Records from a collection>
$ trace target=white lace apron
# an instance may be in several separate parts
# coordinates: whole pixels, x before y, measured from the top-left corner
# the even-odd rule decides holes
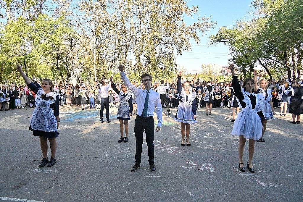
[[[120,102],[118,108],[118,112],[117,116],[121,118],[129,118],[129,105],[128,105],[128,101],[132,97],[132,94],[128,93],[126,96],[122,96],[123,93],[120,92],[119,94]]]
[[[55,132],[57,131],[57,119],[54,113],[54,109],[50,108],[51,104],[55,103],[55,97],[59,94],[55,93],[54,97],[55,98],[46,100],[41,97],[44,94],[44,91],[41,88],[36,95],[35,100],[37,107],[31,119],[31,127],[37,131]]]

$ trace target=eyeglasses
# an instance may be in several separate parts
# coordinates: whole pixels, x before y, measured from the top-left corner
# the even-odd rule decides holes
[[[144,80],[142,80],[142,82],[143,83],[145,83],[145,82],[147,82],[148,83],[151,81],[150,79],[144,79]]]

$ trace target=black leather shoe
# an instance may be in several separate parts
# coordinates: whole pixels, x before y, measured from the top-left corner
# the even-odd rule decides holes
[[[52,167],[55,164],[56,162],[57,161],[56,160],[56,159],[52,157],[49,159],[49,162],[47,164],[46,167]]]
[[[48,159],[46,158],[43,158],[42,159],[42,161],[39,164],[39,167],[42,168],[44,167],[46,164],[48,162]]]
[[[120,139],[118,141],[118,142],[122,142],[124,141],[124,138],[123,138],[123,137],[120,137]]]
[[[137,164],[136,163],[135,164],[133,167],[131,168],[131,171],[132,172],[135,172],[137,170],[137,169],[140,167],[140,164]]]
[[[182,140],[182,141],[184,141],[184,144],[182,144],[182,142],[181,142],[181,146],[182,146],[182,147],[184,147],[184,146],[185,146],[185,140]]]
[[[249,164],[248,163],[248,162],[247,165],[246,165],[246,167],[249,170],[249,172],[250,172],[254,173],[255,170],[254,170],[254,168],[251,168],[250,167],[249,167],[249,166],[248,166],[249,165],[251,165],[252,166],[252,164]]]
[[[155,166],[154,164],[149,164],[149,166],[151,168],[151,171],[152,172],[156,172],[156,166]]]
[[[243,164],[243,167],[240,167],[240,164]],[[245,168],[244,167],[244,164],[243,163],[239,162],[239,170],[240,170],[240,171],[241,172],[245,172]]]

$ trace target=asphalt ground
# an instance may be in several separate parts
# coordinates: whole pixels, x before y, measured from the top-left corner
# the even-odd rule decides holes
[[[266,142],[255,144],[256,171],[252,173],[238,169],[238,137],[230,134],[231,108],[213,109],[210,116],[205,115],[205,108],[198,109],[198,121],[191,126],[190,147],[181,146],[180,124],[173,120],[177,110],[172,109],[170,116],[162,114],[161,129],[155,133],[157,171],[152,173],[144,143],[141,167],[130,172],[135,163],[135,116],[129,123],[129,141],[118,143],[116,108],[110,109],[111,123],[101,124],[99,110],[66,106],[60,107],[57,162],[50,168],[38,168],[42,157],[39,138],[28,130],[33,111],[0,113],[0,201],[298,201],[303,198],[303,124],[289,123],[289,114],[268,121]],[[49,148],[48,153],[49,157]],[[245,163],[248,157],[247,142]]]

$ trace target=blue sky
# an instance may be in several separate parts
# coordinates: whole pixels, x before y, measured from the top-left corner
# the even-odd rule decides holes
[[[254,8],[249,7],[252,0],[189,0],[187,4],[190,7],[197,5],[199,7],[199,15],[200,16],[209,17],[211,21],[215,22],[214,26],[226,26],[235,25],[240,20],[248,20],[254,16],[249,13],[253,12]],[[193,19],[188,17],[185,18],[187,23],[192,24],[198,16],[194,16]],[[232,28],[232,27],[228,27]],[[200,36],[199,46],[194,40],[191,41],[192,49],[183,53],[182,55],[177,56],[178,65],[184,67],[188,73],[195,73],[200,71],[202,63],[215,63],[223,65],[228,62],[230,56],[228,46],[223,46],[219,44],[215,47],[213,45],[208,47],[208,37],[215,35],[220,28],[211,28],[206,34]]]

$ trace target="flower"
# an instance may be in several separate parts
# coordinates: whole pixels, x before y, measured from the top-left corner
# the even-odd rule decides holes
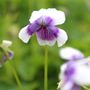
[[[65,14],[62,11],[54,8],[33,11],[29,21],[30,23],[19,32],[19,38],[24,43],[28,43],[34,33],[40,45],[53,46],[57,41],[58,47],[60,47],[68,39],[66,32],[55,26],[63,24],[65,21]]]
[[[90,85],[90,57],[80,61],[69,61],[61,66],[60,90],[80,90],[80,86]]]
[[[80,90],[80,86],[90,85],[90,57],[84,58],[79,50],[71,47],[62,48],[59,54],[69,61],[60,67],[58,88]]]
[[[84,55],[79,50],[72,47],[65,47],[60,49],[59,55],[65,60],[80,60],[84,58]]]
[[[0,67],[9,59],[11,60],[13,58],[13,51],[9,49],[9,47],[12,45],[11,41],[3,40],[0,44]]]

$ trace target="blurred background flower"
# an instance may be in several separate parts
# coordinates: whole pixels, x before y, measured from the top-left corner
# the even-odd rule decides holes
[[[89,0],[0,0],[0,41],[13,41],[13,67],[16,69],[24,88],[43,89],[44,48],[37,44],[36,37],[28,45],[18,39],[18,33],[29,23],[34,10],[56,8],[65,12],[63,28],[69,41],[66,46],[78,48],[85,56],[90,55],[90,5]],[[49,48],[49,90],[56,90],[59,67],[64,61],[59,58],[55,45]],[[7,65],[8,67],[8,65]],[[0,90],[17,90],[16,81],[9,67],[0,68]],[[83,90],[83,89],[82,89]]]

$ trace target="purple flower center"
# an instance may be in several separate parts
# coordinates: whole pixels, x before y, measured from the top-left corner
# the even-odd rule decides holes
[[[83,59],[83,58],[84,58],[83,55],[73,55],[73,56],[71,57],[71,60],[79,60],[79,59]]]
[[[32,35],[34,32],[42,40],[54,40],[58,36],[58,28],[54,26],[53,19],[50,17],[40,17],[30,24],[27,33]]]

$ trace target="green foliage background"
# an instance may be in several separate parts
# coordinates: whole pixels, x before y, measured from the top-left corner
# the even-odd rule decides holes
[[[20,29],[29,23],[32,11],[41,8],[64,11],[66,22],[59,27],[67,32],[69,40],[63,47],[71,46],[85,56],[90,55],[90,0],[0,0],[0,42],[11,40],[14,51],[13,60],[0,68],[0,90],[18,90],[10,62],[24,90],[43,90],[44,47],[38,45],[35,35],[28,44],[18,38]],[[65,62],[59,57],[59,49],[57,45],[49,47],[48,90],[56,90],[59,68]]]

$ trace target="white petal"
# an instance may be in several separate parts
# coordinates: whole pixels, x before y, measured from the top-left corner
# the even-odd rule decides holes
[[[51,17],[54,20],[55,25],[63,24],[65,22],[65,14],[62,11],[54,8],[47,9],[46,16]]]
[[[30,35],[27,33],[27,26],[25,26],[24,28],[21,29],[21,31],[19,32],[19,38],[24,42],[24,43],[28,43],[29,39],[30,39]]]
[[[40,17],[48,16],[54,20],[54,25],[62,24],[65,22],[65,14],[62,11],[58,11],[54,8],[50,9],[40,9],[39,11],[32,12],[31,18],[29,21],[33,23]]]
[[[73,80],[78,85],[90,85],[90,67],[77,65]]]
[[[79,50],[74,49],[72,47],[62,48],[59,52],[59,55],[61,58],[66,60],[70,60],[73,56],[84,57],[83,53],[81,53]]]
[[[37,36],[37,41],[38,41],[39,45],[41,45],[41,46],[44,46],[44,45],[53,46],[56,42],[56,39],[54,39],[52,41],[47,41],[47,40],[42,40],[41,38],[39,38],[37,34],[36,34],[36,36]]]
[[[66,82],[66,83],[63,85],[63,87],[61,88],[61,90],[71,90],[72,87],[73,87],[73,83],[70,82],[70,81],[68,81],[68,82]]]
[[[67,33],[64,30],[60,29],[57,37],[58,47],[64,45],[67,40],[68,40]]]
[[[87,58],[84,58],[84,59],[82,59],[82,60],[78,60],[77,61],[77,64],[78,65],[87,65],[87,66],[89,66],[90,67],[90,56],[89,57],[87,57]]]
[[[46,9],[40,9],[39,11],[33,11],[29,19],[30,23],[33,23],[35,20],[44,16],[45,14],[46,14]]]
[[[4,47],[9,47],[9,46],[12,45],[12,42],[11,42],[11,41],[8,41],[8,40],[3,40],[3,41],[2,41],[2,45],[3,45]]]

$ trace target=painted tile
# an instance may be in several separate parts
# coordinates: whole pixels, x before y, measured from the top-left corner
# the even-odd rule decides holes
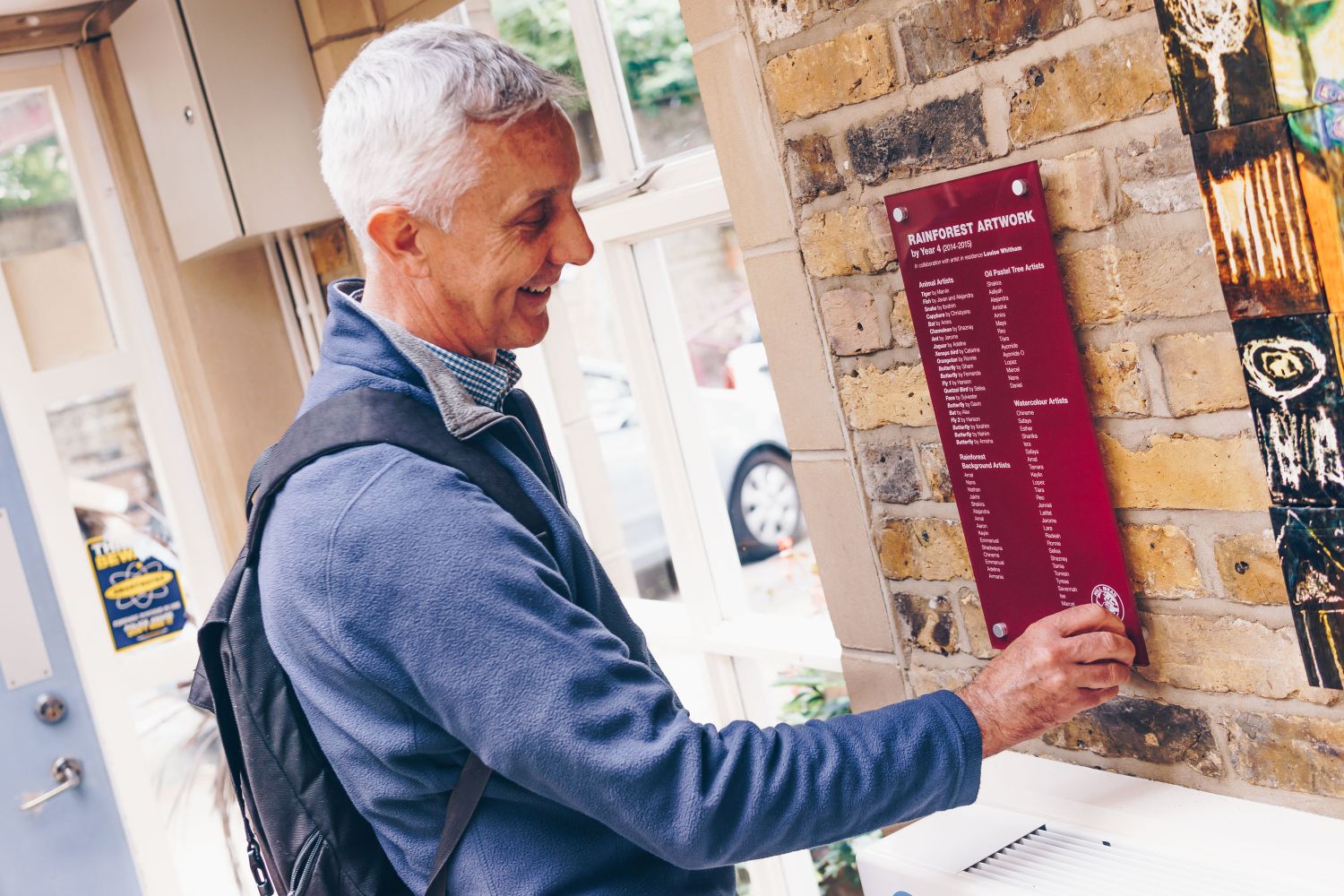
[[[1344,510],[1270,508],[1306,680],[1344,689]]]
[[[1344,99],[1344,0],[1261,0],[1284,111]]]
[[[1232,322],[1274,504],[1344,505],[1344,384],[1328,314]]]
[[[1325,301],[1344,313],[1344,102],[1296,111],[1288,126],[1297,149],[1297,177],[1312,222]]]
[[[1288,121],[1198,133],[1191,145],[1232,318],[1324,312]]]
[[[1257,0],[1157,0],[1185,133],[1278,114]]]

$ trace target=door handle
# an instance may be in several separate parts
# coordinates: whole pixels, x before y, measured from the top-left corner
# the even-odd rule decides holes
[[[36,809],[48,799],[78,787],[83,780],[83,763],[70,756],[62,756],[51,763],[51,779],[56,782],[56,786],[19,806],[19,811]]]

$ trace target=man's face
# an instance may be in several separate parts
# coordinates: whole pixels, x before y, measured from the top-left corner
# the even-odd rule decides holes
[[[472,125],[480,176],[446,231],[426,227],[433,296],[425,310],[445,348],[482,360],[536,345],[564,265],[593,243],[574,207],[579,153],[563,114],[542,109],[508,128]],[[433,341],[439,341],[434,339]]]

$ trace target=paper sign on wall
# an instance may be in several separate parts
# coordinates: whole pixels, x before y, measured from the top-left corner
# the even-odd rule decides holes
[[[1146,665],[1036,164],[886,206],[991,642],[1090,600]]]
[[[105,537],[89,539],[85,544],[116,650],[181,631],[187,611],[173,567],[161,557]]]

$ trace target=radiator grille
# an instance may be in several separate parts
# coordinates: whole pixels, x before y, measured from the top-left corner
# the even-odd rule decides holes
[[[964,875],[1051,896],[1270,896],[1273,879],[1042,825]]]

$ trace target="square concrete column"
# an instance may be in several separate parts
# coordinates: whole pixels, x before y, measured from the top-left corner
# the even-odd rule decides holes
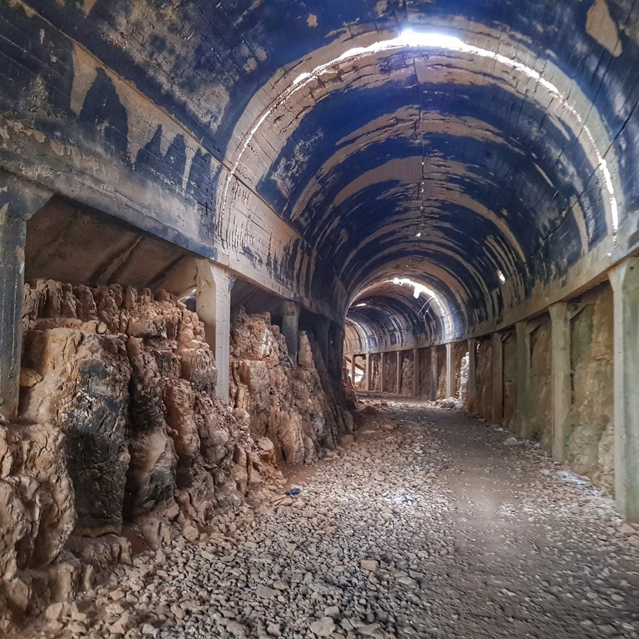
[[[515,324],[517,334],[517,435],[528,437],[530,425],[530,333],[528,322]]]
[[[0,171],[0,413],[18,417],[27,220],[50,191]]]
[[[615,500],[639,523],[639,258],[608,273],[614,300]]]
[[[381,378],[380,381],[380,390],[382,393],[386,392],[386,354],[380,353],[379,361],[379,375]]]
[[[420,396],[420,349],[413,349],[413,396]]]
[[[373,390],[373,356],[370,353],[366,354],[366,390]]]
[[[437,347],[430,346],[430,400],[437,398],[437,386],[439,385],[439,363],[437,358]]]
[[[397,394],[402,394],[402,351],[397,351]]]
[[[471,402],[475,397],[475,389],[477,387],[477,341],[474,337],[468,340],[468,401]]]
[[[300,305],[296,302],[282,302],[282,334],[286,341],[288,356],[294,366],[297,366],[297,349],[300,344]]]
[[[453,366],[452,344],[446,344],[446,396],[452,397],[455,394],[455,369]]]
[[[0,211],[0,413],[18,417],[26,221]]]
[[[548,307],[550,314],[552,368],[550,373],[552,415],[552,459],[566,461],[566,444],[569,433],[569,417],[572,401],[570,381],[570,317],[568,305],[563,302]]]
[[[209,260],[197,260],[195,307],[204,324],[209,346],[215,354],[217,383],[215,395],[229,400],[231,365],[231,288],[234,278]]]
[[[491,335],[493,346],[493,422],[503,423],[503,342],[501,333]]]

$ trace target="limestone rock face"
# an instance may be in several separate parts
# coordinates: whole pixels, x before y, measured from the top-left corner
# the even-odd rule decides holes
[[[268,454],[294,465],[312,463],[320,448],[334,447],[346,430],[342,412],[346,395],[339,380],[331,380],[305,332],[300,334],[297,361],[294,368],[269,314],[240,311],[232,332],[231,401],[248,411],[252,437],[272,443]],[[261,449],[258,458],[265,457],[266,449]]]
[[[3,601],[18,616],[38,612],[65,572],[52,565],[75,525],[65,457],[53,425],[0,422],[0,620]]]

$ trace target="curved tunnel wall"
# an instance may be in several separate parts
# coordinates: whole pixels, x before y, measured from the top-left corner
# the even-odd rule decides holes
[[[621,0],[15,0],[0,166],[368,346],[461,338],[639,242],[637,30]]]

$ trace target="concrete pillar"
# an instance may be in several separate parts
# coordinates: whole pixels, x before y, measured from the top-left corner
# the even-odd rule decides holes
[[[503,423],[503,342],[501,333],[491,336],[493,346],[493,422]]]
[[[329,327],[330,320],[321,315],[317,316],[313,324],[313,334],[317,341],[322,359],[327,371],[330,372],[330,364],[329,363]]]
[[[517,334],[517,435],[529,437],[530,422],[530,333],[528,322],[515,324]]]
[[[397,351],[397,394],[402,394],[402,351]]]
[[[195,307],[204,322],[207,342],[215,354],[215,395],[229,400],[231,364],[231,288],[235,278],[224,267],[209,260],[197,265]]]
[[[562,463],[566,460],[566,444],[570,434],[570,318],[568,305],[563,302],[549,307],[548,312],[551,327],[552,459]]]
[[[380,381],[380,390],[382,393],[386,392],[386,354],[379,354],[379,375],[381,378]]]
[[[52,193],[0,171],[0,413],[18,417],[27,220]]]
[[[366,354],[366,390],[373,390],[373,356],[368,353]]]
[[[473,401],[477,388],[477,341],[474,337],[468,340],[468,401]]]
[[[455,367],[453,364],[452,344],[446,344],[446,396],[453,397],[455,394]]]
[[[614,300],[615,500],[624,519],[639,523],[639,258],[608,273]]]
[[[286,340],[286,348],[293,366],[297,365],[297,349],[300,344],[300,305],[296,302],[282,302],[282,334]]]
[[[432,344],[430,346],[430,400],[432,402],[437,398],[439,381],[439,364],[437,361],[437,347]]]
[[[413,396],[419,397],[420,390],[420,349],[413,349]]]

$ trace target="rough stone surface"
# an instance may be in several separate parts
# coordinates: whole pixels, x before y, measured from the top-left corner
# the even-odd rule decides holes
[[[22,636],[124,618],[159,639],[639,637],[639,537],[610,499],[460,411],[359,408],[356,444],[297,478],[293,504],[137,557],[78,601],[84,621],[52,611]]]

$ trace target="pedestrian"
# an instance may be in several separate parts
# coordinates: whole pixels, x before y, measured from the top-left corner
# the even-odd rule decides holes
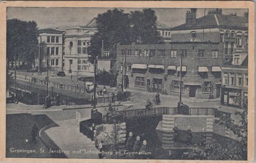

PROBLEM DESCRIPTION> Count the lines in the entries above that contain the word "background" and give only the number.

ANSWER FOR THE TASK> 2